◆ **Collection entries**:
○ ○ ○ ○ ○
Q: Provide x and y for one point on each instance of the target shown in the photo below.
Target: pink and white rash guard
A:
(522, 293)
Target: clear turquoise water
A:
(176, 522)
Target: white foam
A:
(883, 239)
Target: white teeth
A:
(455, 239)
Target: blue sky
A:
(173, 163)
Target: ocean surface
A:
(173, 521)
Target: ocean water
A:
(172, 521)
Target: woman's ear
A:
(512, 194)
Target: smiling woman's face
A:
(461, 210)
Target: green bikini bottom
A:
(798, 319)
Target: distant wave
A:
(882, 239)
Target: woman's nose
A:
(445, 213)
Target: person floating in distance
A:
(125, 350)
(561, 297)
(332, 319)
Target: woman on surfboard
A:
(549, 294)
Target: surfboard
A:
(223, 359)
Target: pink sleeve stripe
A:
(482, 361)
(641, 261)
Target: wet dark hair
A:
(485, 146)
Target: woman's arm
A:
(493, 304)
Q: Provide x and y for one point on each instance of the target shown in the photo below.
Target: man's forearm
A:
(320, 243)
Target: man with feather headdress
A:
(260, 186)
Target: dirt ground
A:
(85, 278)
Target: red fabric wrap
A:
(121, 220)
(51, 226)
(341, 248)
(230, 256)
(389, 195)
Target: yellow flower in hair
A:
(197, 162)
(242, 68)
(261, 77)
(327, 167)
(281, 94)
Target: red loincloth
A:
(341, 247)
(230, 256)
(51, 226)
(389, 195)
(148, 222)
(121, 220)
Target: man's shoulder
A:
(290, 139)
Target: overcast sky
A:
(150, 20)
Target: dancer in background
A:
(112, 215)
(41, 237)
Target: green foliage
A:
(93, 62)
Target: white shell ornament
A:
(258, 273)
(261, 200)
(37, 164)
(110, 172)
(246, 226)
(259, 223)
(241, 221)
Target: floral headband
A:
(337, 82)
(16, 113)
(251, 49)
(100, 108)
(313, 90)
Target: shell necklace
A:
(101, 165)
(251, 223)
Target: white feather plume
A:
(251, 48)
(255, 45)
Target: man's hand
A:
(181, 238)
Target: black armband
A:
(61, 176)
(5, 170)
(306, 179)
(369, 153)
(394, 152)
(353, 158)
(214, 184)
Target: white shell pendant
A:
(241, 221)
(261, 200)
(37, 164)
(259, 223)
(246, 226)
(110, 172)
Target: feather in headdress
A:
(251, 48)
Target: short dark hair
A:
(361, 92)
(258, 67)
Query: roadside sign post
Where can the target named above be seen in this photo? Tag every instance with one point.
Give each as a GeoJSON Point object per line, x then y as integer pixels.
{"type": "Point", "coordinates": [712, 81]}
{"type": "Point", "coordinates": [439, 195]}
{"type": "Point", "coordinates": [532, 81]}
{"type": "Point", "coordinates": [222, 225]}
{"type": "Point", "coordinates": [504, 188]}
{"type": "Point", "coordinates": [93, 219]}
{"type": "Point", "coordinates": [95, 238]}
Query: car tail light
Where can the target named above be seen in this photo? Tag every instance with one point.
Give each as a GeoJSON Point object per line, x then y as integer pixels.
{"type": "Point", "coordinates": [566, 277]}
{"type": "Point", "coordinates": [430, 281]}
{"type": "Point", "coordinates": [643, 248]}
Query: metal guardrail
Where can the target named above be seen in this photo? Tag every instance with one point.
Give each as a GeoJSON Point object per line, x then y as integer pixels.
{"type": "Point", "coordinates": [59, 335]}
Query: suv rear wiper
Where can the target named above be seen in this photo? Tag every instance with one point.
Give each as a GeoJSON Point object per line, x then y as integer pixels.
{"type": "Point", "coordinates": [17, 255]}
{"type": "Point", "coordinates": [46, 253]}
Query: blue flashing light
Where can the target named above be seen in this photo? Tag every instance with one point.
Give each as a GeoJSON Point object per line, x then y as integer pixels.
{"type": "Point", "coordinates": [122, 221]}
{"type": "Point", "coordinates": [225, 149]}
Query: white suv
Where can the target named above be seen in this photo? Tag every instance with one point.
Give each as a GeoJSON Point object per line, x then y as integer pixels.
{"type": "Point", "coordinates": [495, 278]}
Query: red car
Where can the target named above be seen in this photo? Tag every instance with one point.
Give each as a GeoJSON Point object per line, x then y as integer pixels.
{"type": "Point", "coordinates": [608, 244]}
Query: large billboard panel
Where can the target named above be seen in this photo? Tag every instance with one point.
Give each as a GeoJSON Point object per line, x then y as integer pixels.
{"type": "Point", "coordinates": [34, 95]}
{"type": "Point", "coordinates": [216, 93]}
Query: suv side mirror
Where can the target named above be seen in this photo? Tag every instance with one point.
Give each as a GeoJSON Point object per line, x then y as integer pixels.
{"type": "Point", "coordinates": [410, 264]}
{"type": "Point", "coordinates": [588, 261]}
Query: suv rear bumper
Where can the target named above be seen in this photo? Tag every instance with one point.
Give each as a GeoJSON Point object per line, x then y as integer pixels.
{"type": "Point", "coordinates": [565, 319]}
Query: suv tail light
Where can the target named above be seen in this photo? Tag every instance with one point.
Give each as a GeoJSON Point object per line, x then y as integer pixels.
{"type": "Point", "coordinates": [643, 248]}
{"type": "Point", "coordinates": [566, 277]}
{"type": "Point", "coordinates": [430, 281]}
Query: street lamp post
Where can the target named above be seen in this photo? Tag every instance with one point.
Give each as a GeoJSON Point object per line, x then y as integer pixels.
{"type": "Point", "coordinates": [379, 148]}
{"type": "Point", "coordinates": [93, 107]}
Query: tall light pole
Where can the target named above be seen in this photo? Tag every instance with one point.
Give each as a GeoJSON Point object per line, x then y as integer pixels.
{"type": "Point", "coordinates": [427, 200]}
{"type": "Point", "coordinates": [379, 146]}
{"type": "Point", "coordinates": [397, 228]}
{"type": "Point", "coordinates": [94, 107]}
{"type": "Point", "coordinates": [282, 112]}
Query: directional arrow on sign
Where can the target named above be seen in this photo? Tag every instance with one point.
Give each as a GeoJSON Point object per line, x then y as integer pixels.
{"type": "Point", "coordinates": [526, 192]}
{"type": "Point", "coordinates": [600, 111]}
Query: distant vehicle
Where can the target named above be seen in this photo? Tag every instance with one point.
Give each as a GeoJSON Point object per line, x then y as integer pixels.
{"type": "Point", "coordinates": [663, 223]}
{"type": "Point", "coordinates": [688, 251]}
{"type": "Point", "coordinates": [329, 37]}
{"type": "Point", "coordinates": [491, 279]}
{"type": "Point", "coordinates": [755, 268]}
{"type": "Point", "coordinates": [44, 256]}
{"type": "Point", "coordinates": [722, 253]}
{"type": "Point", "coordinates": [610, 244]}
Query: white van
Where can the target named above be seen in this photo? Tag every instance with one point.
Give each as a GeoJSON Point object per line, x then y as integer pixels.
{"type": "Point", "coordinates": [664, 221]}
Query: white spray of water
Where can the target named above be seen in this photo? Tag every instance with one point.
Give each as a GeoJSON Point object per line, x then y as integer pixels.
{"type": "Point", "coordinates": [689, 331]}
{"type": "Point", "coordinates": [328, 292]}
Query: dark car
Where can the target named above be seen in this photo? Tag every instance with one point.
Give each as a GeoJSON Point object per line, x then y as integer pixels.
○ ○ ○ ○ ○
◆ **DIRECTIONS FOR THIS TASK**:
Give back all the records above exactly. Keep every word.

◆ **EXERCISE SOLUTION**:
Q: Provide x and y for one point on each instance of the target shown in the photo below.
Target: pink and white rash guard
A:
(522, 293)
Target: clear turquoise water
A:
(176, 522)
Target: white foam
A:
(883, 239)
Target: white teeth
A:
(455, 239)
Target: blue sky
A:
(173, 163)
Target: ocean surface
A:
(173, 521)
Target: ocean water
A:
(172, 521)
Target: woman's ear
A:
(512, 194)
Target: smiling woman's face
A:
(461, 210)
Target: green bikini bottom
A:
(798, 319)
Target: distant wave
A:
(882, 239)
Target: woman's nose
A:
(445, 213)
Target: person floating in distance
A:
(125, 350)
(561, 297)
(332, 319)
Target: woman on surfboard
A:
(549, 294)
Target: surfboard
A:
(223, 359)
Target: pink sleeve stripe
A:
(482, 361)
(641, 261)
Target: wet dark hair
A:
(485, 146)
Target: woman's arm
A:
(493, 304)
Q: Provide x and y for one point on each instance of the target shown in the photo below.
Target: man's forearm
A:
(320, 243)
Target: man with feather headdress
A:
(260, 186)
Target: dirt ground
A:
(85, 278)
Target: red fabric wrap
A:
(121, 220)
(51, 226)
(341, 248)
(230, 256)
(389, 195)
Target: yellow flower in hair
A:
(197, 162)
(242, 68)
(261, 77)
(327, 167)
(281, 94)
Target: red loincloth
A:
(341, 247)
(230, 256)
(51, 226)
(389, 195)
(148, 222)
(121, 220)
Target: man's shoulder
A:
(290, 139)
Target: overcast sky
A:
(150, 20)
Target: dancer in background
A:
(112, 215)
(41, 237)
Target: green foliage
A:
(93, 62)
Target: white shell ornament
A:
(258, 273)
(261, 200)
(37, 164)
(110, 172)
(246, 226)
(259, 223)
(241, 221)
Target: floral headband
A:
(337, 82)
(16, 113)
(251, 49)
(100, 108)
(313, 90)
Target: shell necklace
A:
(101, 165)
(251, 223)
Target: white feather plume
A:
(251, 48)
(255, 45)
Target: man's hand
A:
(181, 238)
Target: black armband
A:
(61, 176)
(5, 170)
(306, 179)
(369, 153)
(394, 152)
(353, 158)
(214, 184)
Target: white shell pendant
A:
(241, 221)
(261, 200)
(37, 164)
(259, 223)
(246, 226)
(110, 172)
Target: feather in headdress
A:
(251, 48)
Target: short dark hair
A:
(361, 92)
(258, 67)
Query: roadside sign post
Where can the target named above be seen in this photo? Tag every instance with one point.
Give each as a GeoJSON Point object per line, x then y as integer pixels.
{"type": "Point", "coordinates": [712, 81]}
{"type": "Point", "coordinates": [439, 195]}
{"type": "Point", "coordinates": [532, 81]}
{"type": "Point", "coordinates": [222, 225]}
{"type": "Point", "coordinates": [504, 188]}
{"type": "Point", "coordinates": [93, 219]}
{"type": "Point", "coordinates": [95, 238]}
Query: car tail light
Where can the target named above be seen in this photo? Tag every instance with one point.
Give each as a GeoJSON Point object per line, x then y as integer pixels.
{"type": "Point", "coordinates": [566, 277]}
{"type": "Point", "coordinates": [430, 281]}
{"type": "Point", "coordinates": [643, 248]}
Query: metal guardrail
Where can the target named above be seen in this photo? Tag every instance with one point.
Give each as a GeoJSON Point object per line, x then y as integer pixels.
{"type": "Point", "coordinates": [59, 335]}
Query: suv rear wiper
Where can the target named above be seen in this photo? Tag every instance with one point.
Give each as a GeoJSON Point object per line, x then y as integer pixels.
{"type": "Point", "coordinates": [17, 255]}
{"type": "Point", "coordinates": [46, 253]}
Query: blue flashing light
Where can the target named above be seen in this photo? Tag every instance with one point.
Give each as a GeoJSON Point object per line, x then y as integer pixels.
{"type": "Point", "coordinates": [122, 221]}
{"type": "Point", "coordinates": [225, 149]}
Query: white suv
Where can the target named above be seen in this photo? Tag every instance with one point.
Give each as a GeoJSON Point object per line, x then y as integer pixels.
{"type": "Point", "coordinates": [495, 278]}
Query: red car
Where can the target named above be seen in this photo? Tag every instance with one point.
Give each as a GeoJSON Point object per line, x then y as integer pixels.
{"type": "Point", "coordinates": [608, 244]}
Query: large billboard panel
Where can the target named above be seen in this photo? Tag every instance with one point.
Give each as a GeoJSON Point object per line, x then y as integer pixels.
{"type": "Point", "coordinates": [34, 95]}
{"type": "Point", "coordinates": [216, 93]}
Query: suv side mirror
Where can the target named above be seen in this photo? Tag every instance with one point.
Give each as a GeoJSON Point object per line, x then y as integer pixels.
{"type": "Point", "coordinates": [410, 264]}
{"type": "Point", "coordinates": [588, 261]}
Query: suv rear bumper
Where can the target named above be seen in this photo? Tag every instance with one point.
Give each as a GeoJSON Point object per line, x then y as integer pixels.
{"type": "Point", "coordinates": [565, 319]}
Query: suv tail light
Where can the target named above be seen in this photo? Tag every instance with one point.
Give each as a GeoJSON Point object per line, x then y as integer pixels.
{"type": "Point", "coordinates": [643, 248]}
{"type": "Point", "coordinates": [566, 277]}
{"type": "Point", "coordinates": [430, 281]}
Query: street lamp post
Where can the target named above be seen in this photo? Tag every instance with one point.
Give each as a GeoJSON Point object per line, x then y as integer pixels.
{"type": "Point", "coordinates": [379, 148]}
{"type": "Point", "coordinates": [93, 107]}
Query: tall light pole
Where can the target named above be seen in this photo? Tag every instance with one point.
Give each as a GeoJSON Point object per line, x then y as integer pixels.
{"type": "Point", "coordinates": [427, 200]}
{"type": "Point", "coordinates": [379, 146]}
{"type": "Point", "coordinates": [397, 228]}
{"type": "Point", "coordinates": [94, 107]}
{"type": "Point", "coordinates": [282, 112]}
Query: directional arrow on sign
Where can the target named above be seen in this photo? Tag every instance with one point.
Give each as a GeoJSON Point object per line, x then y as integer pixels.
{"type": "Point", "coordinates": [526, 192]}
{"type": "Point", "coordinates": [600, 111]}
Query: distant vehicle
Where can the target named above be seen in this photo? Tag every instance with one point.
Give each as a GeoJSON Point object per line, x then y as integer pixels.
{"type": "Point", "coordinates": [663, 223]}
{"type": "Point", "coordinates": [688, 251]}
{"type": "Point", "coordinates": [329, 37]}
{"type": "Point", "coordinates": [491, 279]}
{"type": "Point", "coordinates": [755, 268]}
{"type": "Point", "coordinates": [44, 256]}
{"type": "Point", "coordinates": [722, 253]}
{"type": "Point", "coordinates": [610, 244]}
Query: white van
Where can the target named above be seen in this photo? Tag every instance with one point.
Give each as a GeoJSON Point object per line, x then y as integer pixels.
{"type": "Point", "coordinates": [664, 221]}
Query: white spray of water
Where can the target named above be seen in this photo? Tag every instance with one point.
Give each as a GeoJSON Point object per line, x then y as integer pixels.
{"type": "Point", "coordinates": [689, 331]}
{"type": "Point", "coordinates": [328, 292]}
Query: dark car
Where can the target named above be seen in this photo? Tag every instance with one point.
Give each as a GeoJSON Point object per line, x then y as integer pixels.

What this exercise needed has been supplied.